▶ _PROMPT 1_
In the piece on women in design, what organization did Candace Wheeler found in New York in 1877?
----------------
The women of design – inventors, architects, and creators
It is a great shame that much of recorded history sorely lacks female presence. However, the absence of evidence is not evidence of absence – Anna Kowalczyk’s Brakująca połowa dziejów (‘The missing half of history’), or Katherine Halligan’s Herstory are just a couple of many books that focus on the persistently overlooked or lesser-known female figures. Yet despite being frequently omitted from the narrative, women’s creative energy has continued to find its outlet in many fields, including applied arts: in interior design, architecture, industrial design, and graphics. Allow us to introduce a few female creators who made their mark in design history (or maybe herstory ;)).
Often dubbed the ‘mother’ of interior design, Candace Wheeler was an avid supporter of the American women’s campaign for financial independence. In 1877, she founded the Society of Decorative Arts in New York, an organization helping underprivileged women (especially those widowed during the Civil War) by teaching them crafts, sewing, or interior design and giving them the ability to independently earn a living. They could then sell their craft through the New York Exchange for Women’s Work, launched just a year later with Wheeler’s help.
Another paramount step in her career was co-funding an interior-decorating company together with Louis Tiffany. The Tiffany & Wheeler firm (also known as Tiffany & Co.) decorated both private interiors and public buildings – some notable examples including the Madison Square Theatre, The Union League Club, or Mark Twain’s house. In 1883, Candace established her own textile brand Associated Artists, famed for its silk fabrics which change colors depending on the light.
In 1893 Candace Wheeler led the decoration works on the Woman’s Building at the Chicago World’s Fair. She spent her later years writing books and articles on interior design.
Elsie de Wolfe
The first female American interior designer to have completed projects for the likes of Oscar Wilde or the Duke and Duchess of Windsor. Before she began her adventure with interior design, de Wolfe pursued acting – she first appeared in Charles Frohman’s band before starting her own theatre group on Broadway. She retired from acting in 1905.
Her design debut was the interior of the Colony Club – New York’s first social club for women. Its décor was sophisticated but also simple, cohesive, and spacious thanks to appropriately placed mirrors. The style created by Elsie de Wolfe went against the previously very popular Victorian aesthetic brimming with eclectic excess.
Wolfe’s activity was not limited to the US: one of her key endeavors was the Villa Trianon in Versailles, which she purchased and refurbished with her partner Elisabeth Marbury, making it their new social hub.
----------------
▶ _PROMPT 2_
Please lay out the records from the line containing "Target: framed picture above mantel" through the line containing "[(237, 355)]", both included, as a Markdown table with the columns Row and Line. Number each line in the Row column and leave out blank lines.

[Rows from a pointing dataset]
----------------
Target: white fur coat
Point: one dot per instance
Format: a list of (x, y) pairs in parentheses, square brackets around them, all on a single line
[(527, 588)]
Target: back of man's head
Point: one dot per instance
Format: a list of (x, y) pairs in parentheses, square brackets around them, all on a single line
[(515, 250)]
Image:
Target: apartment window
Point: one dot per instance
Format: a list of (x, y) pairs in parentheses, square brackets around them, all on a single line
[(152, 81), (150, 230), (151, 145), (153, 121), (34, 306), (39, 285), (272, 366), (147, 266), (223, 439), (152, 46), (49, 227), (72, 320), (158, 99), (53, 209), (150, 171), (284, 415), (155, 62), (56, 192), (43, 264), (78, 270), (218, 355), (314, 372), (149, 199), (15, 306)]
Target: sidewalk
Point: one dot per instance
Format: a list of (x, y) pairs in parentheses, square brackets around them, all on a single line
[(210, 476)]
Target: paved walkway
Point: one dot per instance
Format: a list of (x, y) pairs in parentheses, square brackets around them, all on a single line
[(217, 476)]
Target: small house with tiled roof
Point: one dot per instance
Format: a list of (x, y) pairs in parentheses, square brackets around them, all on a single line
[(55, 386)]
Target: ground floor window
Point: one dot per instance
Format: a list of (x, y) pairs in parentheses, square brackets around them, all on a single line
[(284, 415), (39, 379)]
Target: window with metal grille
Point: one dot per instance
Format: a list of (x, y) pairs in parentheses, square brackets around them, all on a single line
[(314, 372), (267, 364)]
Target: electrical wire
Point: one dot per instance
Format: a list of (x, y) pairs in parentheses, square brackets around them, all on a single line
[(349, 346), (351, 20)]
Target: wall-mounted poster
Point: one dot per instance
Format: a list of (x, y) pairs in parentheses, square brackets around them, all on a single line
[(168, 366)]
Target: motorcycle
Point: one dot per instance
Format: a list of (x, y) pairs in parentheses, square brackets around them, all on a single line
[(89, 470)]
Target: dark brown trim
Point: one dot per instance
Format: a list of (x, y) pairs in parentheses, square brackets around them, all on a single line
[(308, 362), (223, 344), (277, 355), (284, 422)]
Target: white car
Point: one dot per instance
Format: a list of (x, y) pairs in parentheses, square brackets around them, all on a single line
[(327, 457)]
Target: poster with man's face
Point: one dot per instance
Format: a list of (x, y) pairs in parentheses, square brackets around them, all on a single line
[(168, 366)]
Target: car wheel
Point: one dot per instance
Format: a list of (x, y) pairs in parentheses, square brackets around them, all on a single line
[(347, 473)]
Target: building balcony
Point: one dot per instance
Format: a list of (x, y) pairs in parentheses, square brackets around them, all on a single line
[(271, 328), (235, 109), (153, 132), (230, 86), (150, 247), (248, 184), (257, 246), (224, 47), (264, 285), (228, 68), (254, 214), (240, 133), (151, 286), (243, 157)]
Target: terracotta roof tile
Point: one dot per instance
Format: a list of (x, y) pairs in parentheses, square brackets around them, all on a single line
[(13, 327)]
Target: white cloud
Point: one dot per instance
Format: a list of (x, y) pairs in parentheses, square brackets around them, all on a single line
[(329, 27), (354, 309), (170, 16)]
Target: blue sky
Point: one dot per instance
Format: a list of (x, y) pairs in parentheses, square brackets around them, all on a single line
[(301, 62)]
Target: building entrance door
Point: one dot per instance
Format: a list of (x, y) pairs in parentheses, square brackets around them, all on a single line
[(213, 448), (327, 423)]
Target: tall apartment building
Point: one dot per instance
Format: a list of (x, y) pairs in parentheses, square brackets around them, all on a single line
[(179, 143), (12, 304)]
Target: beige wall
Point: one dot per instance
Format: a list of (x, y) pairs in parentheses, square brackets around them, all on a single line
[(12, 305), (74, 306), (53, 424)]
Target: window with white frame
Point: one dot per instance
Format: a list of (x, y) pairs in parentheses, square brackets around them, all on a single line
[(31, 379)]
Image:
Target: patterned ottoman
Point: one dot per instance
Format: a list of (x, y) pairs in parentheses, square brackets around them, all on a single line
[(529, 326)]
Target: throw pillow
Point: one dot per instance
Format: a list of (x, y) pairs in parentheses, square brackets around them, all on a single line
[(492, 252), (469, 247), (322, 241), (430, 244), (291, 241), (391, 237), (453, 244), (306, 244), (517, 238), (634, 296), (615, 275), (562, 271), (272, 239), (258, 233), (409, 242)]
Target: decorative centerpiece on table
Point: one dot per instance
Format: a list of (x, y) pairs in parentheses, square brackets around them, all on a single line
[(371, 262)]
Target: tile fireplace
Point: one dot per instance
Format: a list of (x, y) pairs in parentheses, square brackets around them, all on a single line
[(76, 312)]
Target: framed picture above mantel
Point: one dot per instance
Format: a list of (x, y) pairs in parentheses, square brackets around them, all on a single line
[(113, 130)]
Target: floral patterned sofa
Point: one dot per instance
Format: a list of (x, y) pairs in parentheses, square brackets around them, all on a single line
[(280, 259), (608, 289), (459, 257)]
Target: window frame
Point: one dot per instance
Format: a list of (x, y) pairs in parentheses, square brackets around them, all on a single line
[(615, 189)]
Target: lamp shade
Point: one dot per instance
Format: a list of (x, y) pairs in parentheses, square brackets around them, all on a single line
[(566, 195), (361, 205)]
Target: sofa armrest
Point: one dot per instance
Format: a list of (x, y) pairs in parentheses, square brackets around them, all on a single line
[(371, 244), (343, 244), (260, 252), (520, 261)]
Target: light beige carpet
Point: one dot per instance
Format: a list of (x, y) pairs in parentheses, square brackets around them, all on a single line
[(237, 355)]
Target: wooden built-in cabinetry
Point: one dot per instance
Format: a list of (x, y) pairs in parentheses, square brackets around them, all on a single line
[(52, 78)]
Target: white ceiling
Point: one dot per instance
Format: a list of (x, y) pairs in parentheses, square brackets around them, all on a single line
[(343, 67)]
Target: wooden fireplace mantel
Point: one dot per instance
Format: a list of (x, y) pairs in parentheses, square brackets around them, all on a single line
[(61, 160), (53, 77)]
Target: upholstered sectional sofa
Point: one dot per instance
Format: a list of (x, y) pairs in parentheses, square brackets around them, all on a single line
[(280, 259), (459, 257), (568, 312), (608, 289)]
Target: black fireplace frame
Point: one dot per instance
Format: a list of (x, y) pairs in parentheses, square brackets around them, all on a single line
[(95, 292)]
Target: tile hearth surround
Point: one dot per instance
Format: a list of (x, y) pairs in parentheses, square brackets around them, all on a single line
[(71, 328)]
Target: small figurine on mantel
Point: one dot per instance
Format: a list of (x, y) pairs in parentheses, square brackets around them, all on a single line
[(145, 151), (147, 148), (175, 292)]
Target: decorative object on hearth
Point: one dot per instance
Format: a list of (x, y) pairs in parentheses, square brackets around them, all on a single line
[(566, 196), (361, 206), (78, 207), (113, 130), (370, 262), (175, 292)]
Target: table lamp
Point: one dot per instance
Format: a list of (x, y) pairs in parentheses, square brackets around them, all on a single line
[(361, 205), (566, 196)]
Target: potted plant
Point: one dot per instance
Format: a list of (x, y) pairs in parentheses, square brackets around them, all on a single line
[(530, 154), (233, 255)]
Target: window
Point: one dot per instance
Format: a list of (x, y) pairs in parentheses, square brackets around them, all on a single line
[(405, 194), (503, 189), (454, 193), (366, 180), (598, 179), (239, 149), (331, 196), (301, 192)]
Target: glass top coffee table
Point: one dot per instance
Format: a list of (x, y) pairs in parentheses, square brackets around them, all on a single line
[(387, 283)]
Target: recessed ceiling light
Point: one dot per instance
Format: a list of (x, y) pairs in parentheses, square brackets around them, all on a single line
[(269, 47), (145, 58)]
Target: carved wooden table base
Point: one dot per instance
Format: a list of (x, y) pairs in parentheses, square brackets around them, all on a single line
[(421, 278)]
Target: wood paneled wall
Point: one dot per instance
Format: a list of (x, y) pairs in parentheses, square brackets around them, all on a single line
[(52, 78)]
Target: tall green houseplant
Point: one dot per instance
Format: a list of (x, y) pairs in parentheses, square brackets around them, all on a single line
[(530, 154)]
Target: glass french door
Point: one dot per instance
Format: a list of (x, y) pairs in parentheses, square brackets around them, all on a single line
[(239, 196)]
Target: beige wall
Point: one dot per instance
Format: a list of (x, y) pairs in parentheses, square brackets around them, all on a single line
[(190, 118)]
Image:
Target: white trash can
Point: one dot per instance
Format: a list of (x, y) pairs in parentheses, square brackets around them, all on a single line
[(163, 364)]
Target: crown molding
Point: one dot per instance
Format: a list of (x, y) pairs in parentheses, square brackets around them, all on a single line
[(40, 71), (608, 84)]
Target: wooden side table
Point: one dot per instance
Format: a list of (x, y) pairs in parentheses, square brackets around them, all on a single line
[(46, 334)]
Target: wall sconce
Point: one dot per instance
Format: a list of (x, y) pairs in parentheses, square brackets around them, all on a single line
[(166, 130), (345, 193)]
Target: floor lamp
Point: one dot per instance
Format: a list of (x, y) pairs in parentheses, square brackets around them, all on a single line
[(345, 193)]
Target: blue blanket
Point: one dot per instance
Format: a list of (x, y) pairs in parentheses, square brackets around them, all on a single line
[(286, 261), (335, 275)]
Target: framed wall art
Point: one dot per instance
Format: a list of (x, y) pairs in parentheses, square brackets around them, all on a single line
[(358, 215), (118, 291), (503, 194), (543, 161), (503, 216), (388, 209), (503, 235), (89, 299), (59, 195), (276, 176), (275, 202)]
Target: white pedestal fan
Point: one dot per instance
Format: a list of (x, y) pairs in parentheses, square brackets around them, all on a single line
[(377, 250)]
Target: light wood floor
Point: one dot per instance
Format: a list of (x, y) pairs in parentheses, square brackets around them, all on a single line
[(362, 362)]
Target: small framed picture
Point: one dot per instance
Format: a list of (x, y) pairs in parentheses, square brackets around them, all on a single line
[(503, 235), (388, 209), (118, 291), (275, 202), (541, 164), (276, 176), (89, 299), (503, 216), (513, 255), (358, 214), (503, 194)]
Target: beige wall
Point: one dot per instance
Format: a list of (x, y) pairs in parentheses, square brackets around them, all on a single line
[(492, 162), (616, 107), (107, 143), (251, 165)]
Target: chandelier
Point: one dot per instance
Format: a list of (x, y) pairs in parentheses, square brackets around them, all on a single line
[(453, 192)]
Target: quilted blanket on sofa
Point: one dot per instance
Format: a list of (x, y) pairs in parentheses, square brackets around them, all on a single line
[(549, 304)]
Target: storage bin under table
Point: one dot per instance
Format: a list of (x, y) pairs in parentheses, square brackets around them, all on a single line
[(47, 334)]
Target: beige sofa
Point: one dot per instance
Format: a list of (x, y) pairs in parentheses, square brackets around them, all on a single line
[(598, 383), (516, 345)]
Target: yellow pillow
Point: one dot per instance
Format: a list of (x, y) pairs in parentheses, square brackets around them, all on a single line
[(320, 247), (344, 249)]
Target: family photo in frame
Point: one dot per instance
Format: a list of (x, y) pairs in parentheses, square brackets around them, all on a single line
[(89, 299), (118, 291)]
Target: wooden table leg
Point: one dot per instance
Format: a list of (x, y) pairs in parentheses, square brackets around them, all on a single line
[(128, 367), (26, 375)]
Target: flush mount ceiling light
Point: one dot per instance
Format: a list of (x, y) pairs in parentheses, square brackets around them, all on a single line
----------------
▶ _TASK RESPONSE 1_
The Society of Decorative Arts

▶ _TASK RESPONSE 2_
| Row | Line |
|---|---|
| 1 | Target: framed picture above mantel |
| 2 | Point: one dot per instance |
| 3 | Format: a list of (x, y) pairs in parentheses, square brackets around them, all on a single line |
| 4 | [(113, 130)] |
| 5 | Target: floral patterned sofa |
| 6 | Point: one dot per instance |
| 7 | Format: a list of (x, y) pairs in parentheses, square brackets around them, all on a single line |
| 8 | [(280, 259), (608, 289), (459, 257)] |
| 9 | Target: window frame |
| 10 | Point: one dot per instance |
| 11 | Format: a list of (x, y) pairs in parentheses, square brackets around them, all on a single line |
| 12 | [(615, 189)] |
| 13 | Target: lamp shade |
| 14 | Point: one dot per instance |
| 15 | Format: a list of (x, y) pairs in parentheses, square brackets around them, all on a single line |
| 16 | [(566, 195), (361, 205)] |
| 17 | Target: sofa armrest |
| 18 | Point: one dot per instance |
| 19 | Format: a list of (x, y) pairs in parentheses, square brackets around them, all on a single line |
| 20 | [(371, 244), (343, 244), (260, 252), (520, 261)] |
| 21 | Target: light beige carpet |
| 22 | Point: one dot per instance |
| 23 | Format: a list of (x, y) pairs in parentheses, square brackets around them, all on a single line |
| 24 | [(237, 355)] |